OBJECTIVES ->
- a) Answer these about the post on fetching mail from a POP server, one line each, marked (i), (ii), (iii):
(i) Which port number is passed to Net::POP.start?
(ii) According to the post, what does the preferred approach make explicit?
(iii) Which spam filter is named as an example?
- b) Carry on the post about fetching mail from a POP server, picking up right after its final line.

Saluton!
You can use iterator style #pop.
Thanks. I was quite sure that such a possiblity did exist but simply
didn’t find it.
Net::POP.start(host, 110, user, pass) {|pop|
pop.each_mail do |msg|
$stderr.print 'reading a message: ’
read = 0
msg.pop do |chunk|
read += chunk.size
if (read * 100 / msg.size) >= 10
$stderr.print ‘.’
read = 0
end
end
$stderr.puts
# msg.delete
end
}
Question on delete (assuming it were not commented out):
I prefer the following approach:
begin
msg.pop do |chunk|
read += chunk.size
if (read * 100 / msg.size) >= 10
$stderr.print ‘.’
read = 0
end
end
$stderr.puts
rescue => e
puts “\n#{e}”
else
msg.delete
end
This makes explicit that no message is deleted unless fetching was
successful. I use the follwing routine to fetch a mesage from a POP
server and have procmail deliver it locally. When this has been added
to the released version of my ‘popclient.rb’ program I will
officially announce the program. Purpose of the program is:
By using procmail as an external MDA it is possible to make use of an
existing procmail configuration which may make use of a spamfilter
like spamassassin, deliver different types of messages to different
mailboxes, etc.
Deliver a message using procmail as MDA
def deliver(msg)
read = 0
bar = ‘|’
iter = 0
mail =
rubout = BS.chr * (kib(msg.size).to_s.length + 12)
begin
msg.all{ |chunk|
mail.push(chunk)

ENTRIES SUPPLIED ->
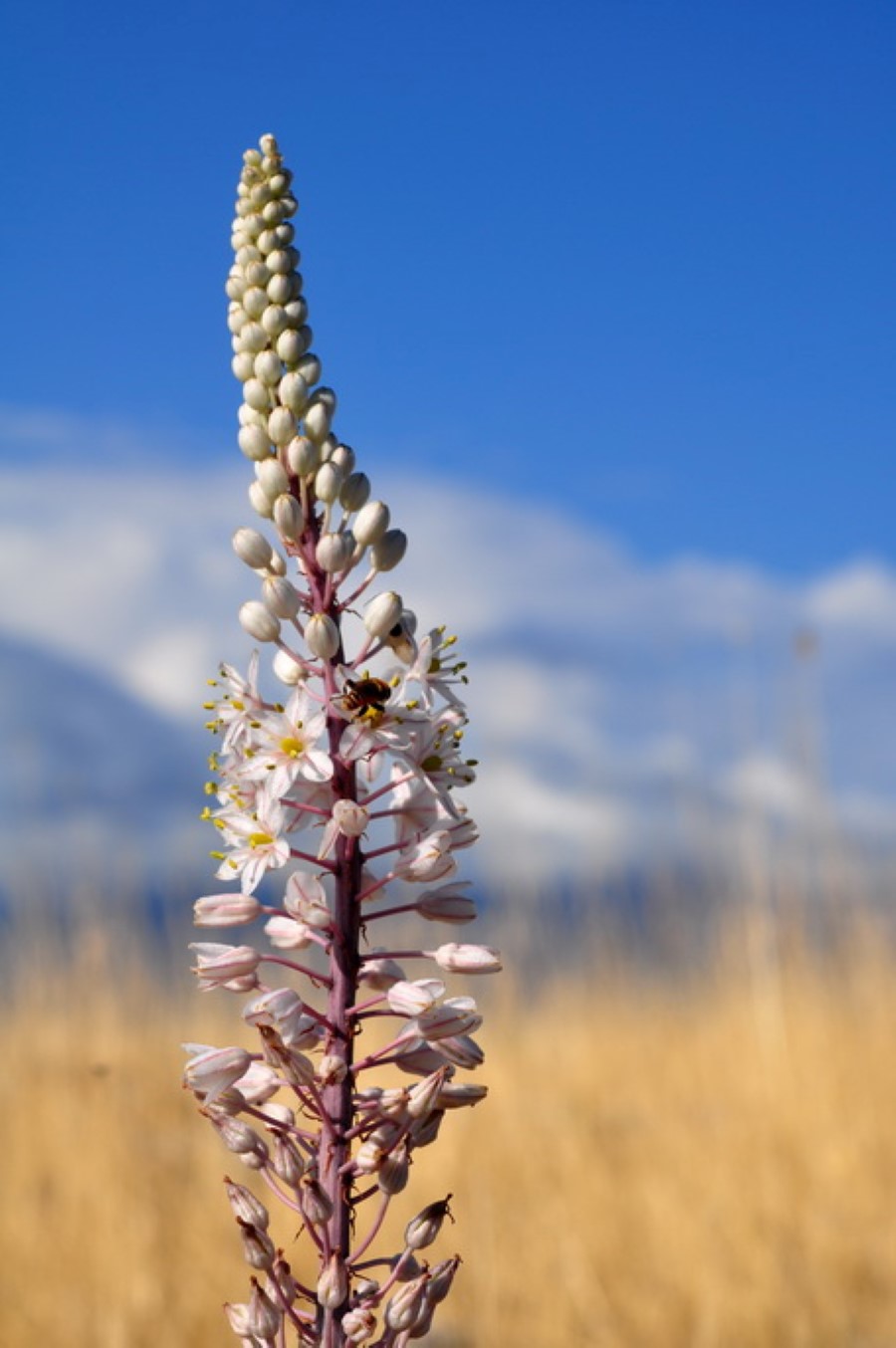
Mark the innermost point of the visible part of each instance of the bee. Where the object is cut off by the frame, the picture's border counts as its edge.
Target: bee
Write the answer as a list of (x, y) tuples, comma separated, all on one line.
[(365, 699)]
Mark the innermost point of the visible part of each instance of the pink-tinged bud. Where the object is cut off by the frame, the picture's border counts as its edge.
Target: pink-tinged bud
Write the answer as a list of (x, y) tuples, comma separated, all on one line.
[(260, 624), (225, 910), (466, 959), (456, 1015), (289, 518), (247, 1208), (335, 551), (350, 818), (388, 551), (225, 966), (423, 1096), (281, 427), (210, 1072), (392, 1176), (264, 1317), (430, 859), (370, 524), (258, 1247), (381, 613), (315, 1203), (454, 1096), (446, 903), (286, 933), (304, 456), (252, 549), (378, 974), (281, 597), (333, 1283), (323, 636), (423, 1230), (407, 1305), (239, 1138), (419, 1058), (259, 1084), (414, 998), (462, 1051), (287, 1161), (358, 1325), (441, 1279), (319, 414), (294, 392), (237, 1313)]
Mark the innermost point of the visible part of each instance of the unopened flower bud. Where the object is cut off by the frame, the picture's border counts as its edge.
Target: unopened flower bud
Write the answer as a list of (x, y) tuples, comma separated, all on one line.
[(358, 1325), (354, 491), (289, 518), (287, 1161), (252, 549), (423, 1230), (388, 551), (328, 482), (446, 905), (304, 456), (269, 366), (282, 426), (281, 596), (225, 910), (392, 1176), (411, 999), (258, 1247), (466, 959), (370, 524), (255, 442), (333, 1283), (310, 364), (273, 477), (319, 415), (293, 343), (256, 394), (245, 1207), (316, 1206), (210, 1072), (335, 551), (264, 1317), (406, 1306), (323, 636), (381, 613), (294, 392), (259, 621)]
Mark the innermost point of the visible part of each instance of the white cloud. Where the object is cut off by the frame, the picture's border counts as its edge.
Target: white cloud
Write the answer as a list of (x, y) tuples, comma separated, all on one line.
[(602, 688)]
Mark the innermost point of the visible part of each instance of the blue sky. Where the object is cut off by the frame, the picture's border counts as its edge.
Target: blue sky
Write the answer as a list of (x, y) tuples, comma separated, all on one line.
[(625, 254)]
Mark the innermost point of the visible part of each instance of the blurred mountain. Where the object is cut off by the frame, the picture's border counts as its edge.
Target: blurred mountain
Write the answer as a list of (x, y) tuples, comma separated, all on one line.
[(99, 788)]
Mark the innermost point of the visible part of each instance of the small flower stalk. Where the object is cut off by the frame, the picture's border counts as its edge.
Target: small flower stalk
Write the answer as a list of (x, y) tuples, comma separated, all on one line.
[(337, 809)]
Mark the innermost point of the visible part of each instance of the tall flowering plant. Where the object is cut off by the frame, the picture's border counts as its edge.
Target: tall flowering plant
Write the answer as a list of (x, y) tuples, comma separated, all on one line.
[(337, 809)]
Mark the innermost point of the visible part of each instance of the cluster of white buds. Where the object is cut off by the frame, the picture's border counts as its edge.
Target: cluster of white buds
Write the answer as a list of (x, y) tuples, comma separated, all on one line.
[(336, 809)]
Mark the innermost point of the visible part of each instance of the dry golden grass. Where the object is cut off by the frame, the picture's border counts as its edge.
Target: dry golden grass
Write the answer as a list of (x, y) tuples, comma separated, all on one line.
[(705, 1164)]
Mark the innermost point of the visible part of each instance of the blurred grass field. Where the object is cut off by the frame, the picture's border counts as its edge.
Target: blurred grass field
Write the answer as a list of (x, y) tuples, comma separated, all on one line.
[(663, 1162)]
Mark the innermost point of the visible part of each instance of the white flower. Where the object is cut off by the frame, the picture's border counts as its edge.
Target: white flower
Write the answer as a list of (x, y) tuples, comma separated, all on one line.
[(286, 746), (256, 841)]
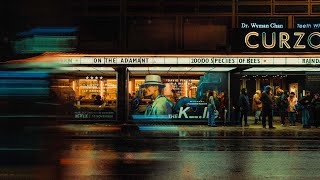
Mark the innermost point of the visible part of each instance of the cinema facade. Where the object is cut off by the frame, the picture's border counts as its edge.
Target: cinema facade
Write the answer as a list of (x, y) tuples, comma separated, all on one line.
[(113, 87)]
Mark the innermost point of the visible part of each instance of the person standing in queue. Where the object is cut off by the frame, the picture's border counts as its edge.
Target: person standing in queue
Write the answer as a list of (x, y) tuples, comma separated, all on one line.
[(222, 108), (257, 106), (267, 107), (316, 108), (244, 106), (282, 103), (291, 110), (211, 109), (305, 101), (159, 105)]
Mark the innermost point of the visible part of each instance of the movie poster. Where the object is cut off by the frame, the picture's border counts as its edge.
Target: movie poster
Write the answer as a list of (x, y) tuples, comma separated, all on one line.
[(156, 100)]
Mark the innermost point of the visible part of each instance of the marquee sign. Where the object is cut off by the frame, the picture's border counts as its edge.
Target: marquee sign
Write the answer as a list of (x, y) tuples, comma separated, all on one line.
[(190, 60), (275, 40)]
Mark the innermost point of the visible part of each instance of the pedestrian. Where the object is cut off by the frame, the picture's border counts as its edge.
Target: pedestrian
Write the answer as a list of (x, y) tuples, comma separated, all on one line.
[(244, 106), (267, 107), (292, 100), (282, 103), (257, 106), (305, 101), (316, 106), (222, 108), (212, 109)]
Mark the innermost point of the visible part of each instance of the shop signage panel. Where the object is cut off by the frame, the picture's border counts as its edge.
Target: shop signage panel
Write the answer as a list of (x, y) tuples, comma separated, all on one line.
[(279, 61), (191, 60), (293, 61), (262, 22), (275, 40), (309, 61), (307, 23), (225, 60)]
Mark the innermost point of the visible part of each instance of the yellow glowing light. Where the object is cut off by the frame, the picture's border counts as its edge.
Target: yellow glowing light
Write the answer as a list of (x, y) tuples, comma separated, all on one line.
[(101, 89)]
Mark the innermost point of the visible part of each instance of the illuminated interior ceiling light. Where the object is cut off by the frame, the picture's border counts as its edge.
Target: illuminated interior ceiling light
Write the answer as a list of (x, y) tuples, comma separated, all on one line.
[(91, 69), (272, 69), (138, 69)]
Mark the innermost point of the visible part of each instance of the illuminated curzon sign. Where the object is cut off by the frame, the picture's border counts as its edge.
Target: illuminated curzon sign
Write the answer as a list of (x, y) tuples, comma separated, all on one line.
[(270, 40)]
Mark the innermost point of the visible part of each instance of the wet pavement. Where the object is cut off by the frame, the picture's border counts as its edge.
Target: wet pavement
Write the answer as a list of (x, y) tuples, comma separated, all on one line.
[(104, 151)]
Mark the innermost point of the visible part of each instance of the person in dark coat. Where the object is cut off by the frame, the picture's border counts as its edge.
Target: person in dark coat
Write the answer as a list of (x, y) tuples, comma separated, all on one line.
[(282, 103), (267, 107), (244, 106), (316, 108), (305, 101)]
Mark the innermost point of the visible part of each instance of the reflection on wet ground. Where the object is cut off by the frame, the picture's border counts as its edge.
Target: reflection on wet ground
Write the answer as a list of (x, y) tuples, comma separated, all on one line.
[(52, 156)]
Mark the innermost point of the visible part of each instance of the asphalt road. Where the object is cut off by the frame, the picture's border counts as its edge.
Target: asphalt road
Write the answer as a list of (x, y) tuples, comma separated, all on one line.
[(48, 157)]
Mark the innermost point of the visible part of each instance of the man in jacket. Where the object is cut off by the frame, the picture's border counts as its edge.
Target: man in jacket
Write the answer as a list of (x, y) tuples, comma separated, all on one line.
[(267, 107), (244, 106)]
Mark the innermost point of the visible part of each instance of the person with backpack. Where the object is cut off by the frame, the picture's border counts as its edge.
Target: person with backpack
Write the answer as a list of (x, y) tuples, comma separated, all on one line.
[(244, 106)]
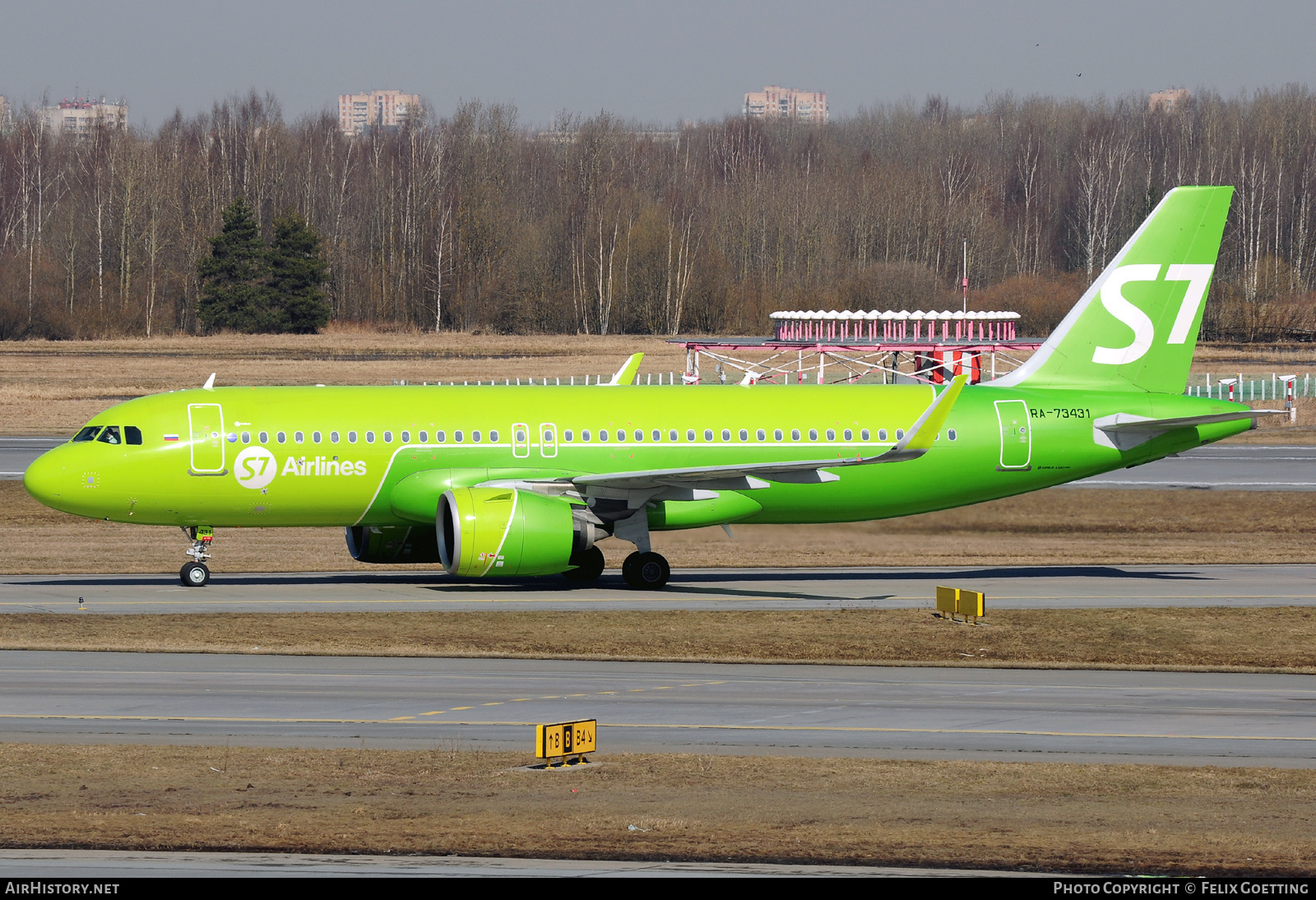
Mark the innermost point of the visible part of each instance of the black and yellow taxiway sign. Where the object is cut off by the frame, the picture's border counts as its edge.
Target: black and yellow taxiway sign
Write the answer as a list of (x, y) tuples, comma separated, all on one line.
[(566, 739)]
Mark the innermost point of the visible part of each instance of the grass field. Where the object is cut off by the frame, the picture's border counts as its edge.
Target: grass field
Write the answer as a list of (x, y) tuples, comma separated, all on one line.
[(452, 800), (1211, 638)]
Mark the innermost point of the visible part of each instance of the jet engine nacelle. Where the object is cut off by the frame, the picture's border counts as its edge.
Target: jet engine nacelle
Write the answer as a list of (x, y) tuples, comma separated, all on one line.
[(387, 544), (508, 531)]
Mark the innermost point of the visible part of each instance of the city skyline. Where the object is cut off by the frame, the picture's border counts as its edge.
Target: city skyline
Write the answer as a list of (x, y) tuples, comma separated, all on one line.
[(686, 63)]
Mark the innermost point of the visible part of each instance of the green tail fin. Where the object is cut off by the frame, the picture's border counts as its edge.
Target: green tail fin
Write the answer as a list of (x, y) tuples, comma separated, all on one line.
[(1136, 327)]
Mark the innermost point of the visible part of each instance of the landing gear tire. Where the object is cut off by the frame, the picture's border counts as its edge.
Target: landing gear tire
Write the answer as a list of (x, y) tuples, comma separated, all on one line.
[(194, 575), (589, 566), (645, 571)]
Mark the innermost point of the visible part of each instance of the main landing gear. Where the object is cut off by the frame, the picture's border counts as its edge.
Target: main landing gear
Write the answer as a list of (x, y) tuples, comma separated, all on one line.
[(195, 574), (589, 566), (645, 571)]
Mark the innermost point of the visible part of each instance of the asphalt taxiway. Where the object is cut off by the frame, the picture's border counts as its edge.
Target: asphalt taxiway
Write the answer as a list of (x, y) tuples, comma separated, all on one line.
[(1019, 587), (835, 711)]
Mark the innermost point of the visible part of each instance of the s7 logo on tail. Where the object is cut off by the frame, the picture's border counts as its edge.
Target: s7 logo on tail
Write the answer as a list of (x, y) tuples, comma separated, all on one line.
[(1144, 332)]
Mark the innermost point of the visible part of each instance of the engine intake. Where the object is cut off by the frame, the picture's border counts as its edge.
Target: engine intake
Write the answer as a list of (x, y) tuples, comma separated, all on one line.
[(508, 531)]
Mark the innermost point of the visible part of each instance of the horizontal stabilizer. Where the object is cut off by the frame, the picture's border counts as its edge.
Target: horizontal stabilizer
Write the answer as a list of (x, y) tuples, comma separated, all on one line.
[(1125, 430), (627, 374)]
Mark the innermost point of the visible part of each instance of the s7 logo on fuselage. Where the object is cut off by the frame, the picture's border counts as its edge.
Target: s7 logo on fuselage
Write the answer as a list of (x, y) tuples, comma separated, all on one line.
[(1144, 332)]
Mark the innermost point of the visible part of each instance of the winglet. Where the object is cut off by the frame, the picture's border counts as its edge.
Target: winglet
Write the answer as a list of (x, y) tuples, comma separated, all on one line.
[(627, 374), (924, 430)]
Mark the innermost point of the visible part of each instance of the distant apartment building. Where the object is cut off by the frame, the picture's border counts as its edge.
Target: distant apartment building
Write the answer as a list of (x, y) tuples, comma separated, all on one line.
[(1168, 100), (82, 114), (776, 101), (359, 112)]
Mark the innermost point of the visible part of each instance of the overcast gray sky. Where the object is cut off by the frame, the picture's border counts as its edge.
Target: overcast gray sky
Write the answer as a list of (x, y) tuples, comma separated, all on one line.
[(658, 61)]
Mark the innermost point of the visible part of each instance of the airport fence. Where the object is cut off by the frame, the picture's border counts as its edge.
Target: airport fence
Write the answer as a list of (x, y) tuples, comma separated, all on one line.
[(1249, 387)]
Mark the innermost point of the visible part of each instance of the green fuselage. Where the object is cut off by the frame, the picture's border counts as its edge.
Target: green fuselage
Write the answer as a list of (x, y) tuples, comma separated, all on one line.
[(199, 459)]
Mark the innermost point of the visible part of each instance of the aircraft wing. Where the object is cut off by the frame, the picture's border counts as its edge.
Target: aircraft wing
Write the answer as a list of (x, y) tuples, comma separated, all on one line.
[(1125, 430), (757, 476)]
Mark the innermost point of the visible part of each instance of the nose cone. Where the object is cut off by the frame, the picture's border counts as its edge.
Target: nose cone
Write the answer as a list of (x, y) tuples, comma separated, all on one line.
[(49, 480)]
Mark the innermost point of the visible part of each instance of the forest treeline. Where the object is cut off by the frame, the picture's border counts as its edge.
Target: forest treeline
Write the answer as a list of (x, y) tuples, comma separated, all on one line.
[(600, 226)]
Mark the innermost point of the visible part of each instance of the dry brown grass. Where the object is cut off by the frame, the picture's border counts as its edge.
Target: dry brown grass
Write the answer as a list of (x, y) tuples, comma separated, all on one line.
[(1215, 638), (973, 814), (1056, 527)]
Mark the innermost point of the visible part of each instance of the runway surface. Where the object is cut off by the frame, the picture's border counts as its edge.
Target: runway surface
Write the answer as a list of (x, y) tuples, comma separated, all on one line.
[(137, 864), (1023, 587), (1221, 467), (16, 454), (829, 711)]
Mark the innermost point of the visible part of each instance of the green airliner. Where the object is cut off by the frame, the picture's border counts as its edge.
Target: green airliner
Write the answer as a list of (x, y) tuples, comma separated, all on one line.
[(523, 480)]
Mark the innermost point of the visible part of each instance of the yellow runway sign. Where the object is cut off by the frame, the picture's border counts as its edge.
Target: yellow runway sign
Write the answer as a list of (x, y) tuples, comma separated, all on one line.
[(566, 739)]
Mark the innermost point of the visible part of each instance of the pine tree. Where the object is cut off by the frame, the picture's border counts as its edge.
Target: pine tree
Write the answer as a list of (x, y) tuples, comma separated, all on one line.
[(234, 291), (296, 272)]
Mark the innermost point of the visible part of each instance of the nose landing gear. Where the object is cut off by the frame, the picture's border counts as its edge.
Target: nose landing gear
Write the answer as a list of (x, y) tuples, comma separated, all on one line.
[(197, 574)]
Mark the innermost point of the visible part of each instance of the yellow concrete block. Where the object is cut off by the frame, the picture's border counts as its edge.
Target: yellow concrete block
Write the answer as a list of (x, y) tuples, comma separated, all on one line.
[(947, 601), (971, 603)]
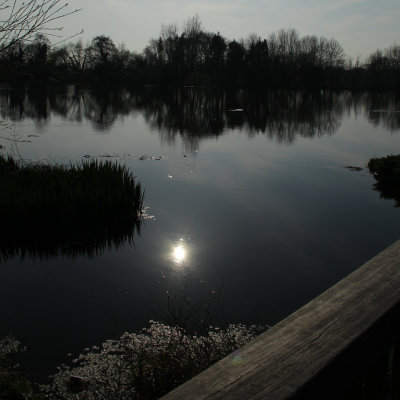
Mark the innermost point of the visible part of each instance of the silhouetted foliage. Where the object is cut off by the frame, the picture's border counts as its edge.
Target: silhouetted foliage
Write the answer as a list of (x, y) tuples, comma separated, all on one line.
[(387, 174), (67, 210), (195, 56)]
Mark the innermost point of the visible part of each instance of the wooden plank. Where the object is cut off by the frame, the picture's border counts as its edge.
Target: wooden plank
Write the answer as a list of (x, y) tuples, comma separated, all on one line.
[(278, 363)]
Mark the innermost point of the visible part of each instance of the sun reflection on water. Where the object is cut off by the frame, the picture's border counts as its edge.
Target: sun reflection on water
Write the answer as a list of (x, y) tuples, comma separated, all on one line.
[(179, 252)]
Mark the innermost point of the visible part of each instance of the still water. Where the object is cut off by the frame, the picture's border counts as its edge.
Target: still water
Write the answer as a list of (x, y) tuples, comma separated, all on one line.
[(250, 209)]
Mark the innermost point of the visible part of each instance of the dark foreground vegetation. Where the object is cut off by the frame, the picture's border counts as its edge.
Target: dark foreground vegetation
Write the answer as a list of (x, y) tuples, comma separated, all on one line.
[(142, 365), (387, 174), (194, 56), (44, 205)]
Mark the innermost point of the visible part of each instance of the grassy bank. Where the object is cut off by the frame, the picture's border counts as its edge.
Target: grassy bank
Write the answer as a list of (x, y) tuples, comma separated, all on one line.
[(39, 199), (387, 174)]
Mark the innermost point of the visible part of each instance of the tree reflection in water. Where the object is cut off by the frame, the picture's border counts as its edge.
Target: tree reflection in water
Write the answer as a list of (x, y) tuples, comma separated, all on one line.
[(197, 113)]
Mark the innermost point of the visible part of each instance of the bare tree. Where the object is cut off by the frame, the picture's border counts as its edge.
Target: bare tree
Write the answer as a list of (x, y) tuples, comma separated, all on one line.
[(23, 20)]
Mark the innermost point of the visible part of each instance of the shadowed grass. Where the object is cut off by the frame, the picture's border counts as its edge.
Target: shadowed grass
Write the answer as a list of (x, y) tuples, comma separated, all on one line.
[(50, 200), (387, 174)]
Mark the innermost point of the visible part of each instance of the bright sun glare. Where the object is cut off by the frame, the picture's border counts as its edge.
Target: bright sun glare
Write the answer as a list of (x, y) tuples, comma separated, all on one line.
[(179, 253)]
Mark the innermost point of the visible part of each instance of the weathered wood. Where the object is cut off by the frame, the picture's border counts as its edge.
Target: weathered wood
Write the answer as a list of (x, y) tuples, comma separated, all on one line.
[(278, 363)]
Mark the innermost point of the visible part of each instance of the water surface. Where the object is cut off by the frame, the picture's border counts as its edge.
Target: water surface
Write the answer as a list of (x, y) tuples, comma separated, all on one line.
[(252, 212)]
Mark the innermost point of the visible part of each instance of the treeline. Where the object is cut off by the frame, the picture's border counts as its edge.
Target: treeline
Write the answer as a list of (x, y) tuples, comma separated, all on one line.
[(197, 57)]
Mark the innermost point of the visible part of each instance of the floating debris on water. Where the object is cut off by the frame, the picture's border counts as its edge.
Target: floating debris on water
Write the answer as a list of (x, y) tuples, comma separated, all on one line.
[(385, 110), (353, 168), (109, 155)]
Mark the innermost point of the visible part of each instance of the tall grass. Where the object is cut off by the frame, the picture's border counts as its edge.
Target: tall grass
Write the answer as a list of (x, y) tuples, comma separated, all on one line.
[(39, 199), (387, 174)]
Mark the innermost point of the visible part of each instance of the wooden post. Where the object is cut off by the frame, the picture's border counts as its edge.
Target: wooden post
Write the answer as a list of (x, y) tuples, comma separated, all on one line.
[(280, 362)]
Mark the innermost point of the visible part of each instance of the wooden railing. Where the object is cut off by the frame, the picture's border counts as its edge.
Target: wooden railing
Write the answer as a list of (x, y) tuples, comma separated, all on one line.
[(279, 363)]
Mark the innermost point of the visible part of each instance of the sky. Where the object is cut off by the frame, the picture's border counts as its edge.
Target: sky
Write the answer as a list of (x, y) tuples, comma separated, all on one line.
[(360, 26)]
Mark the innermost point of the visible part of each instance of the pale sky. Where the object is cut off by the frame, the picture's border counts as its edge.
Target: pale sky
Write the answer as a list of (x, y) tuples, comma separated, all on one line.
[(360, 26)]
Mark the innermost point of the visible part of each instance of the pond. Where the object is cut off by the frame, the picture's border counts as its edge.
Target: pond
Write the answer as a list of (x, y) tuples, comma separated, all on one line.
[(251, 208)]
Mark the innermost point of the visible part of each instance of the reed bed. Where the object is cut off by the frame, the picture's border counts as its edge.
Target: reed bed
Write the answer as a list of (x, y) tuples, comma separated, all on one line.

ANSWERS FOR THIS EXERCISE ->
- a)
(i) 110
(ii) That no message is deleted unless fetching was successful.
(iii) spamassassin

- b)
print rubout unless read == 0
read += chunk.size
print “#{pad(kib(read), kib(msg.size))} KiB fetched”
$stdout.flush
}
origin = mail.grep(/^Sender: /)
from = nil
if origin.empty?
origin = mail.grep(/^From: /)
unless origin.empty?
origin = RMail::Address.parse(origin[0].gsub(/^From: /, ‘’))[0]
from = origin.address unless origin.nil?
end
else
origin = RMail::Address.parse(origin[0].gsub(/^Sender: /, ‘’))[0]
from = origin.address unless origin.nil?
end
from = ‘MAILER-DAEMON’ if from.nil?
print '. Delivering … ’
$stdout.flush
mda = IO.popen(“procmail -f #{from}”, ‘a’)
mail.each{ |line|
mda.puts line.gsub(/\r/, ‘’)
}
mda.close
puts ‘Done.’
rescue => e
puts “\n{e}”
else
msg.delete
end
end
Gis,
Josef ‘Jupp’ Schugt
···
–
e-mails that do not contain plain text, are larger than 50 KiB, are
unsolicited, or contain binarys are ignored unless payment from your
side or technical reasons give rise to a non-standard treatment.
Schroedinger’s cat is not alive.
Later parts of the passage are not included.